### WHAT YOU WILL DO
Render the records as a JSON list of strings with one string per line, leaving out any blank lines.

Stored data entries
---------------

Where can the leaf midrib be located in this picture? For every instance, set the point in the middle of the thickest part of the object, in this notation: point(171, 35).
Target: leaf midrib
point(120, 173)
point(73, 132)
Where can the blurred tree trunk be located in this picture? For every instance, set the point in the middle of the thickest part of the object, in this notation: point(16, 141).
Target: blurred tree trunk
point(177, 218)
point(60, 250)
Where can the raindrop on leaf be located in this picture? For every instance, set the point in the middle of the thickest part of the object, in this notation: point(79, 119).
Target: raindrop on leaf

---------------

### OUTPUT OF THE EXERCISE
[
  "Where can the leaf midrib be located in this picture? For every instance, set the point in the middle of the thickest part of the object, in this notation: point(171, 35).",
  "Target: leaf midrib",
  "point(120, 173)",
  "point(73, 132)",
  "Where can the blurred tree trunk be located in this picture? For every instance, set the point in the middle of the thickest part of the object, in this notation: point(16, 141).",
  "Target: blurred tree trunk",
  "point(177, 218)",
  "point(60, 250)",
  "Where can the raindrop on leaf be located in this picture? For every instance, set the point in the middle of the thickest part of the object, in this notation: point(79, 119).",
  "Target: raindrop on leaf"
]